Terminal Terminal | Web Web
Home  //  Play

Manticore CSV Import Example

Difficulty: Beginner
Estimated Time: 10 minutes
Note: this course contains examples of how to work with plain(not real-time) tables, which cannot be reproduced with a default Manticore configuration file. For more details about the operating modes and the corresponding configuration settings, see our Manual

Manticoresearch - Manticore CSV import

In this tutorial you will learn how to import in Manticore a CSV file.

The enviroment will launch a small docker instance with Manticore Search.

The dataset used in this scenario is https://www.kaggle.com/carolzhangdc/imdb-5000-movie-dataset .

Manticore CSV Import Example

Step 1 of 3

Importing from CSV

One great thing about Manticore is that it can grab data from several sources in an easy way.

One of the data sources can be a CSV or TSV file. There are mainly 2 things we need to do in order to import a CSV:

  1. A small preparation of the CSV file.

Manticore requires the first column to represent the document id, which needs to be an unique integer number. If our CSV doesn't have this, we can add it easy with an awk command:

awk -v OFS=, 'NR ==1 {print "ID", $0; next} {print (NR-1), $0}' movie_metadata.csv > movie.csv

Manticore also requires to have no header in the CSV. In our sample CSV we have header, so we're going to remove it:

sed -i '1d' movie.csv

  1. Create source and table

In the source we define the source type, in this case 'csvpipe'. The data is read from the output of the 'csvpipe_command'. In our case we simply read a static file, but it can be a script written in PHP or Java that builds the data by getting it from a database/warehouse software, files or even an external API service.

Next we declare the each one of the CSV columns. Note that the first column - the unique id - is not declared as it's implicit.

    source movies
    {
      type = csvpipe
      csvpipe_command = cat /tutorial/movie.csv
      csvpipe_attr_string = color
      csvpipe_field_string = director_name
      csvpipe_attr_uint = num_critic_for_reviews
      csvpipe_attr_uint = duration
      csvpipe_attr_uint = director_facebook_likes
      csvpipe_attr_uint = actor_3_facebook_likes
      csvpipe_field_string = actor_2_name
      csvpipe_attr_uint = actor_1_facebook_likes
      csvpipe_attr_uint = gross
      csvpipe_field = genres
      csvpipe_field_string = actor_1_name
      csvpipe_field_string = movie_title
      csvpipe_attr_uint = num_voted_users
      csvpipe_attr_uint = cast_total_facebook_likes
      csvpipe_field_string = actor_3_name
      csvpipe_attr_uint = facenumber_in_poster
      csvpipe_field = plot_keywords
      csvpipe_attr_string = movie_imdb_link
      csvpipe_attr_uint = num_user_for_reviews
      csvpipe_attr_string = language
      csvpipe_attr_string = country
      csvpipe_attr_string = content_rating
      csvpipe_attr_uint = budget
      csvpipe_attr_uint = title_year
      csvpipe_attr_uint = actor_2_facebook_likes
      csvpipe_attr_float = imdb_score
      csvpipe_attr_float = aspect_ration
      csvpipe_attr_uint = movie_facebook_likes
    }

The table declaration is simple. We specify the location of the table and tell the table to use the above source.

### Given information
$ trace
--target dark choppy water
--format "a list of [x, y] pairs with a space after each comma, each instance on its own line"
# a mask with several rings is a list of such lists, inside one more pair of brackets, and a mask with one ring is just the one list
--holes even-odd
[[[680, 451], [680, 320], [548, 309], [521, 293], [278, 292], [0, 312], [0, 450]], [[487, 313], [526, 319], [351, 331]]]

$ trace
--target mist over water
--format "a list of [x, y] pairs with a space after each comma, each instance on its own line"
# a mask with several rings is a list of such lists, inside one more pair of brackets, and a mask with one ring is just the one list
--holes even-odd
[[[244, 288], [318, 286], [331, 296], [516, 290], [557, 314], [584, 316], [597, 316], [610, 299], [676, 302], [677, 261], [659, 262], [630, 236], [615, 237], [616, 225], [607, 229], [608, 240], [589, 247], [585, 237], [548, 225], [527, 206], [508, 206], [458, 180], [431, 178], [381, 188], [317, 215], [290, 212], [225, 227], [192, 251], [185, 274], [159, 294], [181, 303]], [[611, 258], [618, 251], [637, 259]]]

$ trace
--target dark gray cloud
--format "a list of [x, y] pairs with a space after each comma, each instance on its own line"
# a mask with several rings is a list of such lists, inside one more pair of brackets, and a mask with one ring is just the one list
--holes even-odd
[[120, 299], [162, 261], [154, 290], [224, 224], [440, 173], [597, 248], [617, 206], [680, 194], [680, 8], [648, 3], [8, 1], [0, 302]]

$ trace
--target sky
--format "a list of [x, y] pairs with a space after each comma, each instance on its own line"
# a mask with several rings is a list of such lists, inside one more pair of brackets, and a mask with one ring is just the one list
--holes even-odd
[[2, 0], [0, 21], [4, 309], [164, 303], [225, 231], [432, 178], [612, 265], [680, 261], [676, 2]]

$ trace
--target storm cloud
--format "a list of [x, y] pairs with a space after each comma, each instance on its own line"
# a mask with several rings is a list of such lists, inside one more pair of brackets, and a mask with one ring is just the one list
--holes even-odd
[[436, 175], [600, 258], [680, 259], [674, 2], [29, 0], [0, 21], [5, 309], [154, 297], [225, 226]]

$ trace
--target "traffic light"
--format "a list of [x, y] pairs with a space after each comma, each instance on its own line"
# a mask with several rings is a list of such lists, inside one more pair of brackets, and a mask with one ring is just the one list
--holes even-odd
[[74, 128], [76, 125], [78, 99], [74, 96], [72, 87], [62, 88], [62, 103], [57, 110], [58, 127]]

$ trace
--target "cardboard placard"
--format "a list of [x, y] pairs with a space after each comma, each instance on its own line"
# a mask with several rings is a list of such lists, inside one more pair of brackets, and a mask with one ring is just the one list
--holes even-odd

### Exercise set
• a. Repeat, word for word, the part of the Manticore CSV import tutorial that opens with the words containing "In this tutorial" and closes with "is https://www.kaggle.com/carolzhangdc/imdb-5000-movie-dataset .".
• b. Write what comes next in the Manticore CSV import tutorial, starting after its last sentence.
The data has no connection to the Manticore CSV import tutorial.

### Task answers
• a.
In this tutorial you will learn how to import in Manticore a CSV file.

The enviroment will launch a small docker instance with Manticore Search.

The dataset used in this scenario is https://www.kaggle.com/carolzhangdc/imdb-5000-movie-dataset .

• b.
table movies
 {
    type            = plain
    path            = /var/lib/manticore/data/movies
    source          = movies
 }

Indexing

Plain tables are build with the indexer tool. When using indexer, the generated table files must be made with permissions that allow searchd((Manticore Search server) to access them. In case of Linux official packages searchd runs under manticore user, so indexer must also run under manticore user:

sudo -u manticore indexer movies

If you are running searchd differently you might be able to omit the sudo -u manticore part, just make sure that the user under which your searchd instance is running has read/write permissions to the tables you generate.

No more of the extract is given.